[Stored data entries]
........

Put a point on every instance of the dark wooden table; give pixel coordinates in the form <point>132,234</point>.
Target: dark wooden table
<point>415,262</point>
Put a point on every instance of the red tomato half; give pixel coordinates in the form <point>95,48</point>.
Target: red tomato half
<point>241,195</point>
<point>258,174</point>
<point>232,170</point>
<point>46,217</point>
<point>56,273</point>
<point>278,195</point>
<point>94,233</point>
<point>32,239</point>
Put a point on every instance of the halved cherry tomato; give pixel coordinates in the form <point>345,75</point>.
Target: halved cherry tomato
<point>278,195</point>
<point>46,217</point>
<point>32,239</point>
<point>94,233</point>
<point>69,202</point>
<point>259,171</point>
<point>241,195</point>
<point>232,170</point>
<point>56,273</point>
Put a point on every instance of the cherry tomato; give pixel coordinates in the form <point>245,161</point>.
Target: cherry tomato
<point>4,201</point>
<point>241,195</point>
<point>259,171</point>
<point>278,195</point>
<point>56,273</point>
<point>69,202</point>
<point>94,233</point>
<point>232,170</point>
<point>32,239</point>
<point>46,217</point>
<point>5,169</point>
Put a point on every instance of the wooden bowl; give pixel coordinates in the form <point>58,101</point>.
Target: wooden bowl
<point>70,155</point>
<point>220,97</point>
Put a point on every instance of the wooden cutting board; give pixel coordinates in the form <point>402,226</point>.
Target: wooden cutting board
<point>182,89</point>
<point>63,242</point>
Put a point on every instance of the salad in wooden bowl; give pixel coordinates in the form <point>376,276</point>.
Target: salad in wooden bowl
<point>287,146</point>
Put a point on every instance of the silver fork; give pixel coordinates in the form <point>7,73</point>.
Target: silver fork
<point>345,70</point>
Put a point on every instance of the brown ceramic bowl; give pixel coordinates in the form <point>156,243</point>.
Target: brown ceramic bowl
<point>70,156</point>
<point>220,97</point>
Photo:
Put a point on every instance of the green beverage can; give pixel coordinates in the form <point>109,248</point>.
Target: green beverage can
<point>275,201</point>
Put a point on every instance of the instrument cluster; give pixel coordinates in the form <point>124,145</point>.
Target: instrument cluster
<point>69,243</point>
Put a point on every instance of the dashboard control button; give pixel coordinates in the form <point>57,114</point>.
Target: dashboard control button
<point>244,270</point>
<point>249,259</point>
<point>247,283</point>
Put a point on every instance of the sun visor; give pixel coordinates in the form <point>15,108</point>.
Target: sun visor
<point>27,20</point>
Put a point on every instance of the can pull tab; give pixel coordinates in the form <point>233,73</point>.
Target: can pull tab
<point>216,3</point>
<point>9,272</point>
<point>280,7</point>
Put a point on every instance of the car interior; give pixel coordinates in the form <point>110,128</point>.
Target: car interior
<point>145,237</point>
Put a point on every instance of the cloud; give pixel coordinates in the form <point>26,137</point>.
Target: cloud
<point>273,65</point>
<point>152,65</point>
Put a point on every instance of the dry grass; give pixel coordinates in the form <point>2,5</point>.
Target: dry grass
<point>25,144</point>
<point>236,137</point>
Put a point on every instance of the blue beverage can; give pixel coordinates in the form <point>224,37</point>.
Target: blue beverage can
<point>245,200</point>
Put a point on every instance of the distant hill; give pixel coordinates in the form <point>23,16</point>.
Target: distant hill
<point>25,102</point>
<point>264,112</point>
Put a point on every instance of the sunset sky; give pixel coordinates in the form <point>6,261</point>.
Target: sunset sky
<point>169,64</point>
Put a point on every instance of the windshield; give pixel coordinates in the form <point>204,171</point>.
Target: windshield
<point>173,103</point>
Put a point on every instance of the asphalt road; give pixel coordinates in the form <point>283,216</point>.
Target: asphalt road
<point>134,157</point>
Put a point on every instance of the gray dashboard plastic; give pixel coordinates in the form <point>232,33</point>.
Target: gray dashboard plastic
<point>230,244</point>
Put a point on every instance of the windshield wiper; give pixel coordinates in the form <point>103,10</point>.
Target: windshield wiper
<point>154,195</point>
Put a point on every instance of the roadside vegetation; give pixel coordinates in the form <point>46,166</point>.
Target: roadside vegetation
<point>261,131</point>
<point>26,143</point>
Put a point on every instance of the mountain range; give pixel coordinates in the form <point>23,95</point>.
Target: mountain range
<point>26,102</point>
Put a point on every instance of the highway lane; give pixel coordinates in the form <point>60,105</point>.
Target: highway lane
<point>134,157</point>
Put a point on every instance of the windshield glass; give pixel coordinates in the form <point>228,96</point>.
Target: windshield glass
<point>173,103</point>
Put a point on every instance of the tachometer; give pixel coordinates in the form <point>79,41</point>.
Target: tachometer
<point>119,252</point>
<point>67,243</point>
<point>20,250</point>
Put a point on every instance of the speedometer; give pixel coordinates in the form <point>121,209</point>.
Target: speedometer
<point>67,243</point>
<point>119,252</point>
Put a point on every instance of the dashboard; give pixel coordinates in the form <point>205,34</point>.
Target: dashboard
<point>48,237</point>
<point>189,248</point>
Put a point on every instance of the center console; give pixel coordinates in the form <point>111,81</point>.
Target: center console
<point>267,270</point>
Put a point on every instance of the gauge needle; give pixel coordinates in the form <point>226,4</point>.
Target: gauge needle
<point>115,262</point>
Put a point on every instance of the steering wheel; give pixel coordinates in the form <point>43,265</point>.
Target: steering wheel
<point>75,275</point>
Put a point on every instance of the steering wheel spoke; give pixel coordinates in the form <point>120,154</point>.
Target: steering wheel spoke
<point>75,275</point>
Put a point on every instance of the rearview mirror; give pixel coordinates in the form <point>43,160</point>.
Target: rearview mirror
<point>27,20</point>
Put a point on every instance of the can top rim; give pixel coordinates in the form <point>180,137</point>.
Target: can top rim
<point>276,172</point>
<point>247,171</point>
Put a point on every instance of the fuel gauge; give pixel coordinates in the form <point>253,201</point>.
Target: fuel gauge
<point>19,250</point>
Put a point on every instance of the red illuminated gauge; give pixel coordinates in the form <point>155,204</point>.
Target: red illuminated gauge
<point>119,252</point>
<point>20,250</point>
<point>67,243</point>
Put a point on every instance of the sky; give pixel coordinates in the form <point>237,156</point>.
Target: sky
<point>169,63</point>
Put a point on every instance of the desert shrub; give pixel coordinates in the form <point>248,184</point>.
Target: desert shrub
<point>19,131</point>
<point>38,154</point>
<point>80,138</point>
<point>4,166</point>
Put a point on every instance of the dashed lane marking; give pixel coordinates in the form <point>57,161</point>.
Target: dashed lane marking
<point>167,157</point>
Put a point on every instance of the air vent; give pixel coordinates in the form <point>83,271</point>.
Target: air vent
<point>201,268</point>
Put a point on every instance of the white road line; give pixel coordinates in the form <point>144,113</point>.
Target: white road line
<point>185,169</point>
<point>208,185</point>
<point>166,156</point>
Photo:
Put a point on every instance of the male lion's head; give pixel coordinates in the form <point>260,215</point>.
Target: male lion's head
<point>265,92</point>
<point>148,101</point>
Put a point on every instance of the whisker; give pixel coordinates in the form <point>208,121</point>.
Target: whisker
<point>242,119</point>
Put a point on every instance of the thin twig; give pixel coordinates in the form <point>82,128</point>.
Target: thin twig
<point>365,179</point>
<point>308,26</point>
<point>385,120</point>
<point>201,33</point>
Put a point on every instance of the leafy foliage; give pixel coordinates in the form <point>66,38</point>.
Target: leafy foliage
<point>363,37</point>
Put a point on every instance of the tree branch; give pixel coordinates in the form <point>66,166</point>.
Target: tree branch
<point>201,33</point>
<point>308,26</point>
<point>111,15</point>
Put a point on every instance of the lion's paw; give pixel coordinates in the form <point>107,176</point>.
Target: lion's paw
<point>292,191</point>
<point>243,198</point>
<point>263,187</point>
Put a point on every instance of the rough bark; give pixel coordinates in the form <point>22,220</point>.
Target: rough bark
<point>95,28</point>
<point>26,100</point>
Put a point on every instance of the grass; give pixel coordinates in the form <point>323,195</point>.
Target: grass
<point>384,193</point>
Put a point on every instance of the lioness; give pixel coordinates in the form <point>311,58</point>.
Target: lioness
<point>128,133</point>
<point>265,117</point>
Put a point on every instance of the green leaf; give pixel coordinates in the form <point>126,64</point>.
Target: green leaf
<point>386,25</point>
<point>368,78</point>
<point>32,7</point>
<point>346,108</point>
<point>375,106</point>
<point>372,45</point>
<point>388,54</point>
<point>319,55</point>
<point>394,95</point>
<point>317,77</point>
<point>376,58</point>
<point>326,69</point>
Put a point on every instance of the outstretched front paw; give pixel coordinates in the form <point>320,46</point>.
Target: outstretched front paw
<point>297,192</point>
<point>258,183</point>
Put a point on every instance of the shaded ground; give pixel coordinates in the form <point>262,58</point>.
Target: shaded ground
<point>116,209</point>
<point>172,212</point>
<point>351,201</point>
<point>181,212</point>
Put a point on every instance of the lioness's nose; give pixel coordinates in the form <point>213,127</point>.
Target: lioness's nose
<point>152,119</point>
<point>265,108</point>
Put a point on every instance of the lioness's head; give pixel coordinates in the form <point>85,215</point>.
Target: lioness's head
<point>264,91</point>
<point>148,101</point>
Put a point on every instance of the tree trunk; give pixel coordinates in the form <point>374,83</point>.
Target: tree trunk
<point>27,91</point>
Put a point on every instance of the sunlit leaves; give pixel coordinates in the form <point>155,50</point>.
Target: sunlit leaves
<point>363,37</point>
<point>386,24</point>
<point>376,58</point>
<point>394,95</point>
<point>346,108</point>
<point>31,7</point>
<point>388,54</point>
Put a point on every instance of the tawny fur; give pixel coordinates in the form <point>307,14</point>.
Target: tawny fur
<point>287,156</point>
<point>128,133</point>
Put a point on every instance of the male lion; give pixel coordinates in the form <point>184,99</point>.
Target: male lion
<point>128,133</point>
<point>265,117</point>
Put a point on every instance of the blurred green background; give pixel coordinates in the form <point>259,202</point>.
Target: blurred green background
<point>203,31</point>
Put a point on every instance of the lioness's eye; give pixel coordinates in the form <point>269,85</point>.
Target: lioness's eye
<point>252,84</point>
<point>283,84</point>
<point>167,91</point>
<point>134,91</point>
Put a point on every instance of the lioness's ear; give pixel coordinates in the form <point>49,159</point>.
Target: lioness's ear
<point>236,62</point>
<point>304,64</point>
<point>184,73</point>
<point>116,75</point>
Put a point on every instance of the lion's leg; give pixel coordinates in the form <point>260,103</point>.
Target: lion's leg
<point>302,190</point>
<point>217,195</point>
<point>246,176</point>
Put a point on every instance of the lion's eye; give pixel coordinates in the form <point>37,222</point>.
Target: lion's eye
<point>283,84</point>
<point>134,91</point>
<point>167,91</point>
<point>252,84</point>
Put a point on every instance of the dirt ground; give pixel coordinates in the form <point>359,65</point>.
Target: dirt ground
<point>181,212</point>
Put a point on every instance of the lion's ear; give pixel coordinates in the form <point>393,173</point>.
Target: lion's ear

........

▶ [The task] Once the line with "Put a point on every instance of the cloud;" is found in the records above, print exactly that line and every line after it through the line with "Put a point on every instance of the distant".

▶ [Result for this task]
Put a point on every instance of the cloud; give pixel coordinates in the form <point>26,137</point>.
Target: cloud
<point>273,65</point>
<point>152,65</point>
Put a point on every instance of the dry grass; give pixel coordinates in the form <point>2,5</point>.
Target: dry grass
<point>25,144</point>
<point>236,137</point>
Put a point on every instance of the blue beverage can; give pixel coordinates in the form <point>224,37</point>.
Target: blue beverage can
<point>245,200</point>
Put a point on every instance of the distant hill; give pixel coordinates in the form <point>23,16</point>.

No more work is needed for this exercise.